- _LISTED RECORDS_:
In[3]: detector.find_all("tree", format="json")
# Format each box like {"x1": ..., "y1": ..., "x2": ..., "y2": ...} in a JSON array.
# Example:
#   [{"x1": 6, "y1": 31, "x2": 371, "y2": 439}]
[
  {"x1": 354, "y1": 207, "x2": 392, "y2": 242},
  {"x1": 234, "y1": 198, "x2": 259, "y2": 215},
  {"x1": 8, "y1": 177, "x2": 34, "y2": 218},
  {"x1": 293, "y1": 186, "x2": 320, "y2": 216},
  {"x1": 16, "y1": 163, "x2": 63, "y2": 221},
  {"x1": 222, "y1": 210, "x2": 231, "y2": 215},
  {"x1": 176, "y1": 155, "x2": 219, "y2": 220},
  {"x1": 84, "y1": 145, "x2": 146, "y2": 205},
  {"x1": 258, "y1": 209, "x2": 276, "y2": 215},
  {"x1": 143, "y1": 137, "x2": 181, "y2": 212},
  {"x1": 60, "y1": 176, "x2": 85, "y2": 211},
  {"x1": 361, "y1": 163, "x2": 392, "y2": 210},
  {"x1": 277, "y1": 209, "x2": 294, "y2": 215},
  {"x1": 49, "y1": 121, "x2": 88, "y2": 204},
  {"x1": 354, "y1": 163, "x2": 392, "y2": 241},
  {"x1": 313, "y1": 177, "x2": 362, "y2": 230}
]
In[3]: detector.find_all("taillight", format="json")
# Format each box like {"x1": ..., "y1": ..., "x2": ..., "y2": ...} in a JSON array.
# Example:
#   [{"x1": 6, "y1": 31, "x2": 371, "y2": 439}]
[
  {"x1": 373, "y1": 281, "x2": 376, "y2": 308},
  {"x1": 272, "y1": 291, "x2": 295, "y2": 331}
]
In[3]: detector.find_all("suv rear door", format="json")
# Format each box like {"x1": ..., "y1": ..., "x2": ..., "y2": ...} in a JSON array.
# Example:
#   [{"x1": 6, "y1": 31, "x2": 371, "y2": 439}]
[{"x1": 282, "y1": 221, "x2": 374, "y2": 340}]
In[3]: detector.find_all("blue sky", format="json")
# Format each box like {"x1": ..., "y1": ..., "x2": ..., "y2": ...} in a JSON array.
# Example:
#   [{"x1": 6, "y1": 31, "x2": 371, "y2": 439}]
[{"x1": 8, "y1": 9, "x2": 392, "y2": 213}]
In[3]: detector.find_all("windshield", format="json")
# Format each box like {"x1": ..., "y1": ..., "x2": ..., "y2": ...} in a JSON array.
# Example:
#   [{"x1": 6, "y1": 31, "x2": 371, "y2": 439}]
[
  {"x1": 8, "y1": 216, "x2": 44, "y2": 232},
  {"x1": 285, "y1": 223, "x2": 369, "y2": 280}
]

- _HOW TO COMPLETE THIS TASK_: Looking at the records above, report how many lines contain the word "detector". Answer with the number only.

- _EXERCISE RESULT_: 5